Clinical Insights: Treating Painful Periods (Dysmennorhea) with Acupuncture Part 2 - New York City
In part 1 I have mentioned the circulatory pattern from the bladder through the uterus and sacrum. Treating the acupuncture point regions UB 28-34 are often used, but there are other ways to treat this area with according to the Yellow Emperor's Canon.
Ling Shu Chapter 7 discusses twenty-six different needling techniques that are tissue specific, location specific, and situation specific. A tissue specific needling technique refers to the 5 tissue types: skin, vessel, tendon, subcutaneous tissue, and bone. Location refers to the place obstruction is occurring whether it is deep, mid-level, or superficial. Then there are certain situation techniques for example when a person is having chest pain or pain that travels.
When we look at the sacrum we see a structure that covers the muscles of the low back and the sacrum. This is the thoracolumbar fascia, or thoracolumbar aponeurosis. This tells us the type of technique we need to use, a sinew technique.

-=-=-

* TASKS TO COMPLETE:
A) In the acupuncture text, how many needling techniques does Ling Shu Chapter 7 discuss?
B) Recast the paragraph of the acupuncture text that begins "Ling Shu Chapter 7 discusses" as a short bulleted list that keeps its main facts.
C) Carry on the acupuncture text with a few sentences that follow from its final sentence.

* INFORMATION GIVEN:
-=-=-

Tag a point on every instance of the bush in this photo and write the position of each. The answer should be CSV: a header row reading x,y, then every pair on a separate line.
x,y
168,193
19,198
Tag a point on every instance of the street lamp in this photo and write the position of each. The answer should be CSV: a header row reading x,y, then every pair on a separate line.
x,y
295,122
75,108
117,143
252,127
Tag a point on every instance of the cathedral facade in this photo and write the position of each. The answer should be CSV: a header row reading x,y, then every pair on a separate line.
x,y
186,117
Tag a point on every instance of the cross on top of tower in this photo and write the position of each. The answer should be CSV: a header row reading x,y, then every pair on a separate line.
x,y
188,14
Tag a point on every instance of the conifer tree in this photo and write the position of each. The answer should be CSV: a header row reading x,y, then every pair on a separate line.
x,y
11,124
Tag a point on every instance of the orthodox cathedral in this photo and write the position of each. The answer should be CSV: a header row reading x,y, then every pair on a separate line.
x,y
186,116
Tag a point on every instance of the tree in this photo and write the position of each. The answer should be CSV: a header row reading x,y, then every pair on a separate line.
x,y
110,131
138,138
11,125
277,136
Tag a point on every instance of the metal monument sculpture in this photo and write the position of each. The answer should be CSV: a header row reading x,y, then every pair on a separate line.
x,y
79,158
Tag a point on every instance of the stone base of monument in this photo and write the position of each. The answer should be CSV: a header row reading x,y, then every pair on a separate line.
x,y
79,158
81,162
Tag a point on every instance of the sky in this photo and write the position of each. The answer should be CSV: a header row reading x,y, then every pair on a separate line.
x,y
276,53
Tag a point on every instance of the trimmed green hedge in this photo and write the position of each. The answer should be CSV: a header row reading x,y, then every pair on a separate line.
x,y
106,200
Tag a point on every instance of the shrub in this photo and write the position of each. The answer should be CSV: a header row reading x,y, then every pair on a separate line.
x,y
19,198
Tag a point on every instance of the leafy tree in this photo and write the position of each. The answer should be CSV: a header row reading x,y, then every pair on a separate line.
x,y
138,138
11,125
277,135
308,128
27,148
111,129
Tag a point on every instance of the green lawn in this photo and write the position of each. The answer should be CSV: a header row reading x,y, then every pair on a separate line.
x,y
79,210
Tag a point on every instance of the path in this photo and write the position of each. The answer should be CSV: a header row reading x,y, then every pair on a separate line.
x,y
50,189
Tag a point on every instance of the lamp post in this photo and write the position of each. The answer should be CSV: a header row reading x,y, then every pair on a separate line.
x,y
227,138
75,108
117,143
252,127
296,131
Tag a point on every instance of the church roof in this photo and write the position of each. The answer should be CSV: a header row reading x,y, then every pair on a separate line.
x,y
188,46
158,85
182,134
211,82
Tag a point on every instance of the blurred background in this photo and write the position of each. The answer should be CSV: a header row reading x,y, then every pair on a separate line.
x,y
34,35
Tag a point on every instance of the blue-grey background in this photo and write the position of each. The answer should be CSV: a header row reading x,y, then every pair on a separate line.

-=-=-

* ANSWERS FOR EACH ITEM:
A) Twenty-six.

B)
- Ling Shu Chapter 7 discusses twenty-six needling techniques that are specific to tissue, location, and situation.
- Tissue-specific techniques address 5 tissue types: skin, vessel, tendon, subcutaneous tissue, and bone.
- Location-specific techniques depend on whether the obstruction is deep, mid-level, or superficial.
- Situation-specific techniques cover cases such as chest pain or pain that travels.

C)
In the Nei Jing there are 3 specific sinew techniques depending on location. One occurs in the belly of a muscle, the other at insertions at the end of bones or joints, and the last is the fire needle technique for pain that is worse upon cold exposure. The fascia overlying the sacrum is considered more of an insertion technique, so we would use Barrier Pass Technique (Guan Ci).
"The third method is called Guan Ci (Barrier Pass) technique. It means to needle at the end of sinews near the joints (where it attaches to bone). It treats obstructions of the sinew and corresponds to the liver (Ling Shu Chapter 7)."
Huang Di Nei Jing is written in such a way, that if you piece together different parts of the book, you can gain insight into how the people of this time viewed the body and how this medicine may have been practiced in ancient times, which I believe is much more sophisticated and much more beautiful then how we practice acupuncture now (point and action based).
The ancients viewed the body as an entire ecological system resonating with the outside world, the heart resonated with the sun it sits at the center of our body and universe providing the proper timing and seasons of our world, the channels were like a series of rivers circulating and nourishing life, these rivers would pass along bamboo forest which are represented in our body as the sinew (muscular) system. The sinew system relates with the liver. Our subcutaneous tissue (fat) resonates with the soil in nature, it corresponds with the pancreas/spleen and provides nutrients to the body, lastly our bones were like mountains resonating with the kidney, storing our resources and regulating river volume.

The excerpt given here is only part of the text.